#### [Available data]
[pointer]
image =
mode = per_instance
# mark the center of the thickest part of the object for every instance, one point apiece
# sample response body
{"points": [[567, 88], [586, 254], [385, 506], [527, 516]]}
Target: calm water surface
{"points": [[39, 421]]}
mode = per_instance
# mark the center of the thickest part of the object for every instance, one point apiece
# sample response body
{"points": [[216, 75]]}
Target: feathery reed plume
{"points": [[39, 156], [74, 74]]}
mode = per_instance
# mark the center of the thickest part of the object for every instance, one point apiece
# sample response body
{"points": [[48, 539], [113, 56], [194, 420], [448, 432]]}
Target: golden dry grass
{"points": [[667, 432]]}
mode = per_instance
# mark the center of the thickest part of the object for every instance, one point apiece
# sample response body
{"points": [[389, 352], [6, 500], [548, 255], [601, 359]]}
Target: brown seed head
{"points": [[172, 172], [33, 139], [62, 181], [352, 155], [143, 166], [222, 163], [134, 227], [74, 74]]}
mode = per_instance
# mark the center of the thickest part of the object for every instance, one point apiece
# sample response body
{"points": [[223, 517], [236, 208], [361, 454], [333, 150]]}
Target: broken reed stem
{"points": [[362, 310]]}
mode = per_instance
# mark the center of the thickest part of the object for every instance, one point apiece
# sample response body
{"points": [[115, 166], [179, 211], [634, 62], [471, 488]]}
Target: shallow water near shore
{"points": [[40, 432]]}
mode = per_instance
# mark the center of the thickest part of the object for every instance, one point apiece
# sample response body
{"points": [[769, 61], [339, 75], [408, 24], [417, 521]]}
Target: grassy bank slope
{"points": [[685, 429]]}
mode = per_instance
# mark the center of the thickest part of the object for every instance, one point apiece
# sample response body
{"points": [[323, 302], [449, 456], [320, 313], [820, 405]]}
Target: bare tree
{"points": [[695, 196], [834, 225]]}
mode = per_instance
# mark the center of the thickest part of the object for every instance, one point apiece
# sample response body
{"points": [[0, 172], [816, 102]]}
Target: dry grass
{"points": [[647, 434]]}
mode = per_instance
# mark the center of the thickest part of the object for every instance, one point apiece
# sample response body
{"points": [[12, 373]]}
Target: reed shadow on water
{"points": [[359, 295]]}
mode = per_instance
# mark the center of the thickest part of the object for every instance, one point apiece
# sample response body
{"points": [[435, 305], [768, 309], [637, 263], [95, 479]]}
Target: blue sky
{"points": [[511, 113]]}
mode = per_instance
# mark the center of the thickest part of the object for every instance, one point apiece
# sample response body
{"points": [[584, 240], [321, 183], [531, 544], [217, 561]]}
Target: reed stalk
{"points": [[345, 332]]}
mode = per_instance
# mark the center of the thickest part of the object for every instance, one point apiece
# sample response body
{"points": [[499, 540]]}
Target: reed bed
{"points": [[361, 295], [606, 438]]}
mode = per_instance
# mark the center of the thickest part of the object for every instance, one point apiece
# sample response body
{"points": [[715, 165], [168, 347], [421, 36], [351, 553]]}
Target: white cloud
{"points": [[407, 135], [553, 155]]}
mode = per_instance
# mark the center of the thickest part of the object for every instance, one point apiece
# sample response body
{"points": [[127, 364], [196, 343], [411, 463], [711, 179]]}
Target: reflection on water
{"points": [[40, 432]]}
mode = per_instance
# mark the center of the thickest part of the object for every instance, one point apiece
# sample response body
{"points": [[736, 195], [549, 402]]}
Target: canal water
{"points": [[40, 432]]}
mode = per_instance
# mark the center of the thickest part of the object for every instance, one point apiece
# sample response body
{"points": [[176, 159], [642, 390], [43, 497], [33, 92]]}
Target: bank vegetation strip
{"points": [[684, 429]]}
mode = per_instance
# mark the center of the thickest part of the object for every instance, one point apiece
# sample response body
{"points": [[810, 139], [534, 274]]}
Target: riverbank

#### [Written instruction]
Take the lines above and print them exactly.

#### [Solution to this problem]
[pointer]
image =
mode = per_instance
# mark the center of the thickest part of the object for every instance, one point apiece
# sample response body
{"points": [[567, 88], [586, 254], [385, 506], [527, 516]]}
Target: calm water surface
{"points": [[39, 421]]}
mode = per_instance
# mark the center of the thickest part of the object for every instance, one point apiece
# sample response body
{"points": [[216, 75]]}
Target: feathery reed plume
{"points": [[39, 156], [74, 74]]}
mode = per_instance
# mark the center of the thickest part of the object for every instance, one point apiece
# sample response body
{"points": [[48, 539], [113, 56], [194, 420], [448, 432]]}
Target: golden dry grass
{"points": [[667, 432]]}
mode = per_instance
# mark the center of the thickest part of the object for every instance, one point apiece
# sample response body
{"points": [[389, 352], [6, 500], [548, 255], [601, 359]]}
Target: brown seed head
{"points": [[172, 172], [33, 139], [62, 181], [352, 155], [143, 166], [222, 163], [134, 227], [74, 74]]}
mode = per_instance
# mark the center of the thickest part of the object for every instance, one point apiece
# sample response body
{"points": [[223, 517], [236, 208], [361, 454], [333, 150]]}
Target: broken reed stem
{"points": [[362, 310]]}
mode = per_instance
# mark the center of the thickest part of the object for every instance, one point apiece
# sample response body
{"points": [[115, 166], [179, 211], [634, 62], [471, 488]]}
Target: shallow water near shore
{"points": [[40, 432]]}
mode = per_instance
# mark the center of the thickest part of the object for every instance, one point apiece
# sample response body
{"points": [[769, 61], [339, 75], [408, 24], [417, 521]]}
Target: grassy bank slope
{"points": [[685, 429]]}
mode = per_instance
# mark the center of the thickest part of the object for every instance, one point apiece
# sample response body
{"points": [[323, 302], [449, 456], [320, 313], [820, 405]]}
Target: bare tree
{"points": [[695, 196], [834, 225]]}
mode = per_instance
# mark the center of the thickest part of the object for every instance, one point apiece
# sample response body
{"points": [[0, 172], [816, 102]]}
Target: dry grass
{"points": [[647, 434]]}
mode = per_instance
# mark the center of the thickest part of the object for every instance, one point apiece
# sample response body
{"points": [[12, 373]]}
Target: reed shadow on water
{"points": [[359, 295]]}
mode = per_instance
# mark the center of the thickest part of the object for every instance, one point apiece
# sample response body
{"points": [[435, 305], [768, 309], [637, 263], [95, 479]]}
Target: blue sky
{"points": [[511, 113]]}
mode = per_instance
# mark the center of the thickest part of the object for every instance, one point apiece
# sample response body
{"points": [[584, 240], [321, 183], [531, 544], [217, 561]]}
Target: reed stalk
{"points": [[345, 332]]}
mode = per_instance
# mark the center of the thickest part of the object for every instance, one point apiece
# sample response body
{"points": [[499, 540]]}
Target: reed bed
{"points": [[361, 295], [606, 438]]}
mode = per_instance
# mark the center of the thickest part of the object for every instance, one point apiece
# sample response body
{"points": [[715, 165], [168, 347], [421, 36], [351, 553]]}
Target: white cloud
{"points": [[407, 135], [553, 155]]}
mode = per_instance
# mark the center of the thickest part of the object for every instance, one point apiece
# sample response body
{"points": [[127, 364], [196, 343], [411, 463], [711, 179]]}
Target: reflection on water
{"points": [[40, 432]]}
mode = per_instance
# mark the center of the thickest part of the object for every instance, one point apiece
# sample response body
{"points": [[736, 195], [549, 402]]}
Target: canal water
{"points": [[40, 432]]}
mode = per_instance
# mark the center of the thickest part of the object for every instance, one point apiece
# sample response body
{"points": [[176, 159], [642, 390], [43, 497], [33, 92]]}
Target: bank vegetation strip
{"points": [[684, 429]]}
mode = per_instance
# mark the center of the thickest part of the object for every instance, one point apiece
# sample response body
{"points": [[810, 139], [534, 274]]}
Target: riverbank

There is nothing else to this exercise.